● **TASK DETAILS**: Please reproduce the material below word for word, with every line included.

******************************

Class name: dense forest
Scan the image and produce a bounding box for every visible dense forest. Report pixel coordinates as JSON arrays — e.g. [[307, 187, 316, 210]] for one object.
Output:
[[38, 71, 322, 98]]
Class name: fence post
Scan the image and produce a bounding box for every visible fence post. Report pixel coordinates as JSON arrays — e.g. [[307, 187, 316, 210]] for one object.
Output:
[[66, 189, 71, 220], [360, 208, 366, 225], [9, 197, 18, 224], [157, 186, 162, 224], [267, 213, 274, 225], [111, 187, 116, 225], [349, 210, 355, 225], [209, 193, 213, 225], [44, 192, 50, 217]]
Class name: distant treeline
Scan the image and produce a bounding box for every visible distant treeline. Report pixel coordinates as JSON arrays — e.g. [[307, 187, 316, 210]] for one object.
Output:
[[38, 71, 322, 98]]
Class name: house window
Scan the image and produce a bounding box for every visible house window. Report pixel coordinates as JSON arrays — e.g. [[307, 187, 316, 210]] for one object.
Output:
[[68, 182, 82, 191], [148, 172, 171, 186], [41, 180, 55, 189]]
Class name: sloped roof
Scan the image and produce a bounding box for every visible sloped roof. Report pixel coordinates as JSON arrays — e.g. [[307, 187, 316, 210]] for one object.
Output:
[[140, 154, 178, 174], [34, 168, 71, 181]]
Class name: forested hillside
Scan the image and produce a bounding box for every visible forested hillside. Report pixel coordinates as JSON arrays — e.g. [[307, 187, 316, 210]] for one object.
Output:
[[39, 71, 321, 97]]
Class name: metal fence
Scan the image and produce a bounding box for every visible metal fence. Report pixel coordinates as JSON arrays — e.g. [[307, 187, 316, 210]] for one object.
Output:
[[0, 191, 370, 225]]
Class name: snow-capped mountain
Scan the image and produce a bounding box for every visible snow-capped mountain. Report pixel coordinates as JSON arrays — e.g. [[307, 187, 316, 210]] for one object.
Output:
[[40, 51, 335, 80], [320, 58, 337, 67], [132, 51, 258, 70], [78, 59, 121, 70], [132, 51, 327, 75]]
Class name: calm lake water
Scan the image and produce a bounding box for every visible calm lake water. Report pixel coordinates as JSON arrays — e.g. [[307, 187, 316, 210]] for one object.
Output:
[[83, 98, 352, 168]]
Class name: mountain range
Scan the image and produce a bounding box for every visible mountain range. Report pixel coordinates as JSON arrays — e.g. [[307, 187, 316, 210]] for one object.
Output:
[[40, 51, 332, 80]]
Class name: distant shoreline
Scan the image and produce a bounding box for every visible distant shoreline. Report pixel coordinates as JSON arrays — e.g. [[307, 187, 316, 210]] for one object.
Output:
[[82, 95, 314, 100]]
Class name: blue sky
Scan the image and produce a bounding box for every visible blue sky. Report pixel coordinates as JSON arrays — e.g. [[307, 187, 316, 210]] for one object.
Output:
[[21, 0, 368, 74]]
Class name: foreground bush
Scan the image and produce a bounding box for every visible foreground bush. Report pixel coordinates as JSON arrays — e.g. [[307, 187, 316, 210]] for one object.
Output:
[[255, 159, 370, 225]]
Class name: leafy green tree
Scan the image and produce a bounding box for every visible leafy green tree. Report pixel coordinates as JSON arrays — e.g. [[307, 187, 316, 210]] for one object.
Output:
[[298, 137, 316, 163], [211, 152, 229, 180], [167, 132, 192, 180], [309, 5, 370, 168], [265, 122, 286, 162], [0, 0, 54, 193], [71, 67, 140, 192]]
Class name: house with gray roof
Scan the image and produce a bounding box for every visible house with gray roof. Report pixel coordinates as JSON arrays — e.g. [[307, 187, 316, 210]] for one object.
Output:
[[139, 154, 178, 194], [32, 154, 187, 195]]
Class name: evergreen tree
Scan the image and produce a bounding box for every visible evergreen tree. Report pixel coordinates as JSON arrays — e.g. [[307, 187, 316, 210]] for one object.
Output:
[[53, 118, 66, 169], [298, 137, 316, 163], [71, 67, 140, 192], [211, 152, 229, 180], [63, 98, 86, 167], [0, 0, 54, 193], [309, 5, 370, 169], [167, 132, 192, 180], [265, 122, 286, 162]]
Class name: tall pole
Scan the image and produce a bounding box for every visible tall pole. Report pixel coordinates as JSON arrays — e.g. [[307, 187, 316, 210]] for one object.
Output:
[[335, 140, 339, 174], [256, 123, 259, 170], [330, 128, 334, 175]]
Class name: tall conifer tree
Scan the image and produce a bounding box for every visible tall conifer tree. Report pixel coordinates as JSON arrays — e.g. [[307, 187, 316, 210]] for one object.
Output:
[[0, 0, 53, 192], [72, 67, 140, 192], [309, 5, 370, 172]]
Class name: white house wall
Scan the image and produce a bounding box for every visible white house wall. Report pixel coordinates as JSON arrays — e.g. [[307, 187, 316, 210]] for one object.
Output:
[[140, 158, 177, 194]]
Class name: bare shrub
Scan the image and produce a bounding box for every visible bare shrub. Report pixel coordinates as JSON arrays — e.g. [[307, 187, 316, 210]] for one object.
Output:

******************************

● **TASK RESULT**:
Class name: dense forest
Scan the image and produce a bounding box for every visible dense forest. Report pixel coordinates as JSON arrays — e.g. [[307, 187, 316, 210]] for one object.
Output:
[[38, 71, 322, 98]]
Class name: fence post
Scan the image and produce a bounding box for every visible fence post. Report pixel coordinates as JSON arrays — e.g. [[307, 187, 316, 210]] for one object.
Output:
[[66, 189, 71, 220], [360, 208, 366, 225], [9, 197, 18, 224], [157, 186, 162, 224], [267, 213, 274, 225], [111, 187, 116, 225], [349, 210, 355, 225], [209, 193, 213, 225], [44, 192, 50, 217]]
Class name: distant treeline
Scan the image and produce a bounding box for every visible distant treeline. Report pixel coordinates as JSON arrays — e.g. [[307, 187, 316, 210]] for one object.
Output:
[[38, 71, 322, 98]]
Class name: house window
Scan the image and produce a bounding box for every visible house window. Report pixel coordinates as JSON arrays — e.g. [[307, 187, 316, 210]] for one object.
Output:
[[68, 182, 82, 191], [148, 172, 171, 186], [41, 180, 55, 189]]
Class name: sloped roof
Scan the image and produce a bounding box for every visible sloped roof. Report pixel coordinates as JSON arrays — e.g. [[307, 187, 316, 210]] for one object.
Output:
[[140, 154, 178, 174], [34, 168, 71, 181]]
Class name: forested hillside
Scan the image and produce a bounding box for every visible forested hillside. Report pixel coordinates as JSON arrays — e.g. [[307, 187, 316, 210]] for one object.
Output:
[[39, 71, 321, 97]]
Class name: metal fence
Scan the image and produce a bounding box for every visible metal fence. Report pixel coordinates as JSON arrays — e.g. [[307, 187, 316, 210]] for one object.
Output:
[[0, 191, 370, 225]]
Class name: snow-capped mountain
Scan the image and produce a bounding box for every visible snow-capped mountain. Report pixel coordinates as JSON arrays — e.g. [[307, 187, 316, 210]] for one object.
Output:
[[40, 51, 335, 80], [320, 58, 337, 67], [132, 51, 258, 70], [78, 59, 121, 70], [132, 51, 327, 75]]
Class name: calm lake water
Scan the image and produce a bounding box for every visible calm lake water. Report pixel coordinates as JSON arrays — e.g. [[307, 187, 316, 210]] for one object.
Output:
[[83, 98, 352, 168]]
Class name: mountain range
Scan the image and produce a bounding box for every visible mountain range. Report pixel coordinates as JSON arrays — e.g. [[307, 187, 316, 210]] for one object.
Output:
[[40, 51, 332, 80]]
Class name: distant shoreline
Scan the image and produce a bounding box for every visible distant shoreline. Report pixel coordinates as JSON arrays — e.g. [[307, 187, 316, 210]] for one object.
Output:
[[82, 95, 314, 100]]
Class name: blue sky
Scan the image and produce a bounding box for every visible blue sky. Report pixel coordinates as JSON arrays — e.g. [[307, 187, 316, 210]] for one object.
Output:
[[21, 0, 368, 74]]
Class name: foreground bush
Scan the image and produce a bounding box for every visible foreground bush. Report pixel coordinates as JSON arrays — e.g. [[307, 187, 316, 210]] for one object.
Output:
[[255, 159, 370, 225]]
Class name: leafy green tree
Scan the image and produce a bounding box for every visible leafy green tree. Report pixel coordinates as JSON arrays — e.g. [[307, 187, 316, 210]] for one object.
Output:
[[298, 137, 316, 163], [211, 152, 229, 180], [167, 132, 192, 180], [309, 5, 370, 168], [265, 122, 286, 162], [0, 0, 54, 193], [71, 67, 140, 192]]
Class name: house with gray roof
Scan the image and produce a bounding box for every visible house with gray roof. Report pixel coordinates as JSON arrays — e.g. [[307, 187, 316, 210]] for one object.
Output:
[[139, 154, 178, 194], [32, 154, 187, 195]]
Class name: evergreen tree
Scan the image and produce a bounding box for every visible evergreen tree. Report pixel coordinates as JSON arrays — e.g. [[307, 187, 316, 210]] for one object.
Output:
[[53, 118, 66, 169], [298, 137, 316, 163], [71, 67, 140, 192], [211, 152, 229, 180], [63, 98, 86, 167], [0, 0, 54, 193], [309, 5, 370, 169], [167, 132, 192, 180], [265, 122, 286, 162]]
Class name: tall pole
Scan the image and produce a bounding box for every visible tall pole. Report pixel coordinates as JSON arrays — e.g. [[307, 187, 316, 210]] for one object.
Output:
[[335, 140, 339, 174], [256, 123, 259, 170], [330, 128, 334, 175]]
Class name: tall conifer tree
Scan the image and produce a bounding box for every visible tall conifer tree. Report pixel coordinates as JSON arrays — e.g. [[307, 187, 316, 210]] for one object.
Output:
[[0, 0, 53, 192], [72, 67, 140, 192], [309, 5, 370, 172]]
Class name: white house wall
Scan the image and produce a bounding box for every visible white house wall. Report pixel coordinates as JSON arrays — e.g. [[307, 187, 316, 210]] for one object.
Output:
[[140, 158, 177, 194]]
Class name: bare shrub
Scan the image and produce a bounding box for every visible bare shrub. Report pixel coordinates as JSON arrays — e.g. [[307, 187, 316, 210]] for one object.
Output:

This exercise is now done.